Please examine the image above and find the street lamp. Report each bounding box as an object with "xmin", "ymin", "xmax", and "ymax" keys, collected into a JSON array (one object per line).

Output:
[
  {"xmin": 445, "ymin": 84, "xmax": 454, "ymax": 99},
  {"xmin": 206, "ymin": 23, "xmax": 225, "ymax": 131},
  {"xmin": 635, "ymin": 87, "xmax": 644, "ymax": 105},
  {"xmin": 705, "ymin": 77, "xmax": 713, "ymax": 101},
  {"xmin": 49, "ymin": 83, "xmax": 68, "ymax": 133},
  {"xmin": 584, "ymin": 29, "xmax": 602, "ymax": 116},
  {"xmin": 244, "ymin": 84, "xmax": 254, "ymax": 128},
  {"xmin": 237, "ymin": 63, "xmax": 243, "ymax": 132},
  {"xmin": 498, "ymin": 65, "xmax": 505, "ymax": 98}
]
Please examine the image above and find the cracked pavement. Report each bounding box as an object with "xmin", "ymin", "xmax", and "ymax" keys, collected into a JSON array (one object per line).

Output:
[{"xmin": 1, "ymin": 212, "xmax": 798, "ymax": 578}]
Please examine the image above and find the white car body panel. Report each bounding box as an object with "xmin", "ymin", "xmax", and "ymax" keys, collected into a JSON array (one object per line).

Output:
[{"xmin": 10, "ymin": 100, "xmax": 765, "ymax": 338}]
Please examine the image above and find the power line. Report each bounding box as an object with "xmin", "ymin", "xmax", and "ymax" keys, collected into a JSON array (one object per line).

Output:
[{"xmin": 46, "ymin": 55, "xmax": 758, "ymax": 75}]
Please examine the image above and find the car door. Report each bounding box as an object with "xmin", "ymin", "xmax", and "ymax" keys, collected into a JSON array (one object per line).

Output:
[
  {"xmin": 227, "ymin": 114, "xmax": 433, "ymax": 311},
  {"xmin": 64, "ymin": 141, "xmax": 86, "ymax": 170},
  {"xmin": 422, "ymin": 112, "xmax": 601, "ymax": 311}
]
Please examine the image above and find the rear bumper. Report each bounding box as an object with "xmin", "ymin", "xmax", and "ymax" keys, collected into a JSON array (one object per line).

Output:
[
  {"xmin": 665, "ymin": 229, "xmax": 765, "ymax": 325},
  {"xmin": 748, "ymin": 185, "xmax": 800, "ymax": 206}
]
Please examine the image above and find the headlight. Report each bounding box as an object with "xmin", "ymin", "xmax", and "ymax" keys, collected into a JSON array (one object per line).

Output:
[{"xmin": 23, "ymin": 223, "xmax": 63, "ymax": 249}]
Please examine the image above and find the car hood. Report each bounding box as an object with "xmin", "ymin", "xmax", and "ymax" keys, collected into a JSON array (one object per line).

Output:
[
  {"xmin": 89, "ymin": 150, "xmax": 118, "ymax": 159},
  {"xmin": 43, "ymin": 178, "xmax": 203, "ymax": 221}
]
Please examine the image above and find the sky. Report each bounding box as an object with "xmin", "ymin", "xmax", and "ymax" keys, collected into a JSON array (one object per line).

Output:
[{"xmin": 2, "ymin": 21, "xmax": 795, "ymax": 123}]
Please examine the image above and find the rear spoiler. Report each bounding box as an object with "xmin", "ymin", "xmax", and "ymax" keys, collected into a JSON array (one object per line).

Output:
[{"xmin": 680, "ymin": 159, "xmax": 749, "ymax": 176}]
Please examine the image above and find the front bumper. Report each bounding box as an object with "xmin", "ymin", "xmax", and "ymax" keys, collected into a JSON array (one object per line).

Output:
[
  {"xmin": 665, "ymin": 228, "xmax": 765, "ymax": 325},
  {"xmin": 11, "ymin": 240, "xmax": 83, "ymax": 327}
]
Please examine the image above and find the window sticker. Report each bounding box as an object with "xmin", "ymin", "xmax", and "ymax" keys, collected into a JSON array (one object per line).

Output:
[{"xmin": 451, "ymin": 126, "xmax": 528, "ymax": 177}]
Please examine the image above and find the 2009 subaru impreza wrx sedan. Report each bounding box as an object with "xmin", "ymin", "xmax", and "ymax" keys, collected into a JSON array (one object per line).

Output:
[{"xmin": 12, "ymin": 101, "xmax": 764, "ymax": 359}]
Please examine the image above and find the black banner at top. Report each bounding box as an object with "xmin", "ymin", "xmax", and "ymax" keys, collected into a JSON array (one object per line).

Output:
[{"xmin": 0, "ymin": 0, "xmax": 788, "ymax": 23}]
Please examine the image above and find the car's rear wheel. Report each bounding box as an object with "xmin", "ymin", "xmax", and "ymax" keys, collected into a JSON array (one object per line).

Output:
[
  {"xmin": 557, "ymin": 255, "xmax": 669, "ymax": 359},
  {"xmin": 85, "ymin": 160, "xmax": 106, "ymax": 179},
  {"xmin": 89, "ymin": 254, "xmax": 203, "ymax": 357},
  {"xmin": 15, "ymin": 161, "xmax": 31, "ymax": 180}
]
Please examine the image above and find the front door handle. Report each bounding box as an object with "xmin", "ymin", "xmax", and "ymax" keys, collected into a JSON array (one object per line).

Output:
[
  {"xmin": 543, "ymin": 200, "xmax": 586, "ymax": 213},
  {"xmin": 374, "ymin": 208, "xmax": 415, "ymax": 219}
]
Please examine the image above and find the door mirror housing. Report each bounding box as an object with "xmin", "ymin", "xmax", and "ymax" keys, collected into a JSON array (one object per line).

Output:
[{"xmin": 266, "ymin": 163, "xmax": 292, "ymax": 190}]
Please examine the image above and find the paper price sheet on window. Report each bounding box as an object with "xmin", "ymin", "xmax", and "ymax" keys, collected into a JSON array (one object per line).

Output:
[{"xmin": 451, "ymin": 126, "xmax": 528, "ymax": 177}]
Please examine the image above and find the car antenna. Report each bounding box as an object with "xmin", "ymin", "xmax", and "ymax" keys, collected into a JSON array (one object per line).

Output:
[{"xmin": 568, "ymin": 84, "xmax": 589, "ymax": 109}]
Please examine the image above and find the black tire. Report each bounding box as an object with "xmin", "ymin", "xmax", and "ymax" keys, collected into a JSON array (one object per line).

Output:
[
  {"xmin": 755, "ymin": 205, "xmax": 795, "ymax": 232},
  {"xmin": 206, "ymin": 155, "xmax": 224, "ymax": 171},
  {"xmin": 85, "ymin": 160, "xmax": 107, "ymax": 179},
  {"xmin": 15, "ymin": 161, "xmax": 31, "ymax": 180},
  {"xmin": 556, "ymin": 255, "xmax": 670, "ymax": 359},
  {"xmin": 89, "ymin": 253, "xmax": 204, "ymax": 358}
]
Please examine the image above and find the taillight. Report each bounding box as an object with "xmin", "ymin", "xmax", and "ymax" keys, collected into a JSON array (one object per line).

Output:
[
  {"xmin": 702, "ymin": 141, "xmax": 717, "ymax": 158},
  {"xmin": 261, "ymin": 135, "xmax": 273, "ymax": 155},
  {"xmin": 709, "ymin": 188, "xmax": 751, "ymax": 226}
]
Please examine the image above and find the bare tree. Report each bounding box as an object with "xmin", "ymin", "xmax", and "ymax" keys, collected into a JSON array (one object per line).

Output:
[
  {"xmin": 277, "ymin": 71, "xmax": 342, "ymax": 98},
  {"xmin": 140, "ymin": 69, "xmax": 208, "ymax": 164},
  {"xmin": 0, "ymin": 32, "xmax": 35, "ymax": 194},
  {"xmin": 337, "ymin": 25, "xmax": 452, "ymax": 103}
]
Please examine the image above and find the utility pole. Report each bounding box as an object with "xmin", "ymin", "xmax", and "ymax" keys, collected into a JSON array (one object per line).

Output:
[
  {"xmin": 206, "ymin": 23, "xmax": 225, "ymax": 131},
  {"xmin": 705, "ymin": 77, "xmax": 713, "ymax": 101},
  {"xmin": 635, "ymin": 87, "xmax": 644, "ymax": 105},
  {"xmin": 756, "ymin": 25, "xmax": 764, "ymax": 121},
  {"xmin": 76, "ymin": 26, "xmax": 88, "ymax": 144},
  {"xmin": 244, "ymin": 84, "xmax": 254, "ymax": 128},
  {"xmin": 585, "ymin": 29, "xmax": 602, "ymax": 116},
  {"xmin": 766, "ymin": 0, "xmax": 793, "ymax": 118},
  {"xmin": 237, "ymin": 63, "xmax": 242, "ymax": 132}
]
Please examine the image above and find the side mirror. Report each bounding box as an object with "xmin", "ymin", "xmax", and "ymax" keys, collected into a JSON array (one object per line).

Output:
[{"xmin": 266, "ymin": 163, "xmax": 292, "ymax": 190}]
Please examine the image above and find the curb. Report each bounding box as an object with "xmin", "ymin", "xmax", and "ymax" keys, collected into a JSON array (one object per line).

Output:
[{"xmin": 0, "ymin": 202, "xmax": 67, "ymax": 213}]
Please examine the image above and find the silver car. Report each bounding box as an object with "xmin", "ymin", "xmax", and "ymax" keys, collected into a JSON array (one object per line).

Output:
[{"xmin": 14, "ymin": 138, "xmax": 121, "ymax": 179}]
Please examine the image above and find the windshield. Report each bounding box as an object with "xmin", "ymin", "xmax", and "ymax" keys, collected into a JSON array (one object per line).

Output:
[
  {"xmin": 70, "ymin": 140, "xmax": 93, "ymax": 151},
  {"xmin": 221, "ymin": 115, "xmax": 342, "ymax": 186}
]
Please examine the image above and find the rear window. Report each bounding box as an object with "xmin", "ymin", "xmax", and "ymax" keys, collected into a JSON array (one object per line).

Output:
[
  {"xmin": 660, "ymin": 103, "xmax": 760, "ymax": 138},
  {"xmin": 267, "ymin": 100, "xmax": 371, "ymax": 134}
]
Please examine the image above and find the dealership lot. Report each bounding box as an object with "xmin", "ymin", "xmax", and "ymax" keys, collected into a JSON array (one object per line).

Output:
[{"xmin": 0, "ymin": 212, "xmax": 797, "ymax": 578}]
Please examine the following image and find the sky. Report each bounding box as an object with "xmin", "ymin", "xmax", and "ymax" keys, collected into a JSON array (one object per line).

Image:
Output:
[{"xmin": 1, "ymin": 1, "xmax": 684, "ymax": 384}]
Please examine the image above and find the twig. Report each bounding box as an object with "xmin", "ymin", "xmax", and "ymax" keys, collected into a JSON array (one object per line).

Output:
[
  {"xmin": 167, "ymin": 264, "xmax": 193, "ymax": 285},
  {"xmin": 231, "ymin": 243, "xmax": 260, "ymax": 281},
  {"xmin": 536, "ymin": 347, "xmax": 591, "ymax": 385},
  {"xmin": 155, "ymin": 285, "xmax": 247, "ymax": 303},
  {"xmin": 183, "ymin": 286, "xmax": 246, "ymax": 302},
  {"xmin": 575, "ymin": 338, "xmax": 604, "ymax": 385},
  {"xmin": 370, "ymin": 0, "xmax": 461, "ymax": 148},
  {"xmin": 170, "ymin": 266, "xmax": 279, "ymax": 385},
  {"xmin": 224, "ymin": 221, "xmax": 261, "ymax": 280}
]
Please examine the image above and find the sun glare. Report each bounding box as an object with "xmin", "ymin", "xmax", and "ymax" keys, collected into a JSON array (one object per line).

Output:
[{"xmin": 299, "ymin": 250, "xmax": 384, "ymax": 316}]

§ §

Where does "black" appear in the records above? Copy every line that has it.

## Problem solution
Please examine the image above and find the black banner at top. Report each bounding box as an object with "xmin", "ymin", "xmax", and "ymax" keys, collected into a JSON array (one object per line).
Please examine the image above and find the black tire. Report each bounding box as an object with "xmin", "ymin", "xmax", and "ymax" keys, collected into a JSON array (one object per line).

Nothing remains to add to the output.